Entries from a dataset
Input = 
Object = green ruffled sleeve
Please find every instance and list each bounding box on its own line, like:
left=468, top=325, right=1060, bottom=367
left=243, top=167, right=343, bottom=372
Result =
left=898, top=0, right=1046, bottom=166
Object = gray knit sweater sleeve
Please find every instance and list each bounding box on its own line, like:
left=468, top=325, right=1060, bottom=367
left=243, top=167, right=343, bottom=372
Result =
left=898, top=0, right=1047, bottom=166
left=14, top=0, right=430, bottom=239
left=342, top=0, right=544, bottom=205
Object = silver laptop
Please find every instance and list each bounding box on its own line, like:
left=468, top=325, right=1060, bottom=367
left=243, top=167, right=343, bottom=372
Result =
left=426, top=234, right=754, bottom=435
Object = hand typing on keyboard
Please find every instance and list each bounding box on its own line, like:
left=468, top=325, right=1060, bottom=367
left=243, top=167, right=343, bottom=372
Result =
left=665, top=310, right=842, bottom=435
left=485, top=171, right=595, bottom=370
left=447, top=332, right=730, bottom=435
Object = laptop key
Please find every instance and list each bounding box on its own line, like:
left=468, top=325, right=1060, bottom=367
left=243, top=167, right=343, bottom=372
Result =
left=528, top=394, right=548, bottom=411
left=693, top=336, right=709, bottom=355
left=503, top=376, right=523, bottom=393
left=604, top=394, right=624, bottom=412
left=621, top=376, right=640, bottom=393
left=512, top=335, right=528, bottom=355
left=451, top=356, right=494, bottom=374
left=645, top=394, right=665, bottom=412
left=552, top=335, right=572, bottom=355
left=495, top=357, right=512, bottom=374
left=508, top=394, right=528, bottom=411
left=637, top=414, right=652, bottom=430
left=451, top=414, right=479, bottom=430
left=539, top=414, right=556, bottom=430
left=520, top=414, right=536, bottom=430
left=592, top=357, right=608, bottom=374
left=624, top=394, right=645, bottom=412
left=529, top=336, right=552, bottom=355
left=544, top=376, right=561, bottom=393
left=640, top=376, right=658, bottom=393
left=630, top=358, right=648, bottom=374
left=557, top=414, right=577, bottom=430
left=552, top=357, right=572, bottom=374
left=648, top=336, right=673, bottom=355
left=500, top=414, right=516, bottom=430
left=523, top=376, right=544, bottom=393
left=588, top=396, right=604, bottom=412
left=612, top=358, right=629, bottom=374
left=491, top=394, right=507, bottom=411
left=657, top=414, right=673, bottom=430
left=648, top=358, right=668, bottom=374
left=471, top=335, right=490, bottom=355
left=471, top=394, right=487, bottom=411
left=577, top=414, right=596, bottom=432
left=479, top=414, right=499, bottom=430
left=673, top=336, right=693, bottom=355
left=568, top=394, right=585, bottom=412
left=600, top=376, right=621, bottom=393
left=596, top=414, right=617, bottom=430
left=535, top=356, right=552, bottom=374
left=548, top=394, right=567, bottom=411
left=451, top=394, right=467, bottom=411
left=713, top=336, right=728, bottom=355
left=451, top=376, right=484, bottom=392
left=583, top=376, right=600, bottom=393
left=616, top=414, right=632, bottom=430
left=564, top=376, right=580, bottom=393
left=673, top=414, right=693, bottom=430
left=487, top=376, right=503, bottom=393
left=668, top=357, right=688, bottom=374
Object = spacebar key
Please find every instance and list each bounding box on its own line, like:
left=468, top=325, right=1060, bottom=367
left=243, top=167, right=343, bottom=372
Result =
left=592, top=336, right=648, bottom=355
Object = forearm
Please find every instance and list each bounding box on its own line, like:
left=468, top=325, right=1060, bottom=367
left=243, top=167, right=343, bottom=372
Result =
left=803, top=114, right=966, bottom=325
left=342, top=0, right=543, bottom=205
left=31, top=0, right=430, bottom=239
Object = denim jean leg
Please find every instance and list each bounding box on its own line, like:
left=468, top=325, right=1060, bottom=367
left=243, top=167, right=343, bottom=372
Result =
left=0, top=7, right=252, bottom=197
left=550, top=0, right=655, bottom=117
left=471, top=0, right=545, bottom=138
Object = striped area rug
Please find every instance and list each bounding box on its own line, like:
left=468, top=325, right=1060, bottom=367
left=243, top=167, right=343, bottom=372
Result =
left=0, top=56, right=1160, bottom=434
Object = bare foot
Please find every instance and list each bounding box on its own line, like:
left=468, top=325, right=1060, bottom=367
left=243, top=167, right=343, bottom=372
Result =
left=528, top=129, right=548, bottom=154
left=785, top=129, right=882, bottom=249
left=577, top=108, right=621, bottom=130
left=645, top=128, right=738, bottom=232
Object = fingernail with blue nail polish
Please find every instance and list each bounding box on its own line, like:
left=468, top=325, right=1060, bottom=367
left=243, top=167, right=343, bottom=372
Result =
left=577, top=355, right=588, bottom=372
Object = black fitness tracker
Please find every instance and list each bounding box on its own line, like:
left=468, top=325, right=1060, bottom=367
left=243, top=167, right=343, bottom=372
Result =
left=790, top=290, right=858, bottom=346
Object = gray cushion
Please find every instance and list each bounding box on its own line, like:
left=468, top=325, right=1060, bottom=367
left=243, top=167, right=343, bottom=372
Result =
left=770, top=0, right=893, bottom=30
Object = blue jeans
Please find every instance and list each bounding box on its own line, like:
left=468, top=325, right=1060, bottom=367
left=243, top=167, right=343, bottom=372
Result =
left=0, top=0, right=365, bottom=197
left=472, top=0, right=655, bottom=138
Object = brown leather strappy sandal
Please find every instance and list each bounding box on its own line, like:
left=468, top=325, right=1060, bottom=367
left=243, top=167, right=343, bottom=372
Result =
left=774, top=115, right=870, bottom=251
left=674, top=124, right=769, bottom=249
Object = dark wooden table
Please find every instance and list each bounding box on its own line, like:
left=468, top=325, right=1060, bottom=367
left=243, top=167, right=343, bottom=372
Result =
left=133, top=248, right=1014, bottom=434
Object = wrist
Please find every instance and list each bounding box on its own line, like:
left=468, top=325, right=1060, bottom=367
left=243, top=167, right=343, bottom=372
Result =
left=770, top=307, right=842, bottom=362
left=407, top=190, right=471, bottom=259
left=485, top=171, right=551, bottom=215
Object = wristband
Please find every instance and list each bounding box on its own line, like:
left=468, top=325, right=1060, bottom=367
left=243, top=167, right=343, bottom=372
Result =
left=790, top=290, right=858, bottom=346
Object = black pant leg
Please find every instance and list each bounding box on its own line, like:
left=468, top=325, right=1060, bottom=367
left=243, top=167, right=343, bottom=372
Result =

▶ PROBLEM DESCRIPTION: Arrange the items in the part that opens with the line containing "Object = black fitness tracker" and closes with the line containing "left=770, top=0, right=893, bottom=30" as a two-column CSV with the columns input_text and output_text. Give one row per item, placing each value in a single quoted field with its line breaks replaced by spaces.

▶ EXERCISE ANSWER:
input_text,output_text
"Object = black fitness tracker Please find every instance and list each bounding box on its own line, like: left=468, top=325, right=1060, bottom=367 left=243, top=167, right=343, bottom=372 Result =","left=790, top=290, right=858, bottom=346"
"Object = gray cushion Please find every instance and list each bounding box on its own line, like: left=468, top=325, right=1060, bottom=367 left=243, top=167, right=343, bottom=372 Result =","left=770, top=0, right=893, bottom=30"